** START OF DATA FOR THIS TASK **

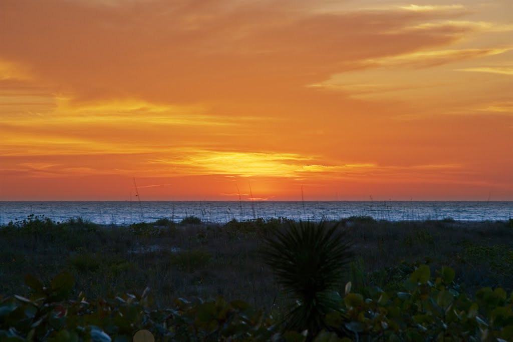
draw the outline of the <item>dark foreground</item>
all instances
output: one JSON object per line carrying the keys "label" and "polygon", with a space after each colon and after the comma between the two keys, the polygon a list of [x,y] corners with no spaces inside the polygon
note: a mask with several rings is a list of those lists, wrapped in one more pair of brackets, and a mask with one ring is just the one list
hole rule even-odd
{"label": "dark foreground", "polygon": [[[388,222],[356,217],[337,223],[353,243],[354,257],[340,284],[341,294],[348,292],[347,281],[351,283],[351,293],[366,297],[372,295],[369,289],[403,291],[405,279],[419,269],[430,270],[432,275],[432,283],[427,283],[425,274],[419,276],[418,271],[419,286],[428,284],[442,291],[457,284],[457,291],[470,300],[481,288],[502,288],[508,298],[513,290],[511,220]],[[31,289],[24,283],[26,274],[49,284],[66,272],[74,279],[70,291],[75,296],[83,291],[84,298],[123,297],[127,292],[143,293],[148,287],[154,308],[177,305],[179,297],[222,296],[226,303],[241,300],[275,318],[285,314],[291,298],[277,285],[259,252],[262,234],[287,226],[280,219],[219,226],[188,218],[180,224],[163,219],[121,227],[80,219],[56,224],[31,217],[0,229],[0,298],[33,296],[34,286]],[[435,270],[442,266],[450,267],[456,276],[448,280],[441,276],[442,283],[435,284]],[[359,298],[352,299],[358,301]],[[345,305],[353,310],[356,305]],[[234,307],[230,310],[242,310]],[[511,325],[513,332],[513,314],[506,317],[511,321],[504,324]],[[381,329],[388,329],[387,324],[382,323]],[[346,327],[338,335],[347,335],[351,329]]]}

** END OF DATA FOR THIS TASK **

- EXERCISE REQUIREMENTS -
Could you give the material as a Markdown table with the columns Row and Line, going from the start of the material through the line containing "hole rule even-odd", including both ends, leaving out blank lines and pictures?

- THE OUTPUT -
| Row | Line |
|---|---|
| 1 | draw the outline of the <item>dark foreground</item> |
| 2 | all instances |
| 3 | output: one JSON object per line carrying the keys "label" and "polygon", with a space after each colon and after the comma between the two keys, the polygon a list of [x,y] corners with no spaces inside the polygon |
| 4 | note: a mask with several rings is a list of those lists, wrapped in one more pair of brackets, and a mask with one ring is just the one list |
| 5 | hole rule even-odd |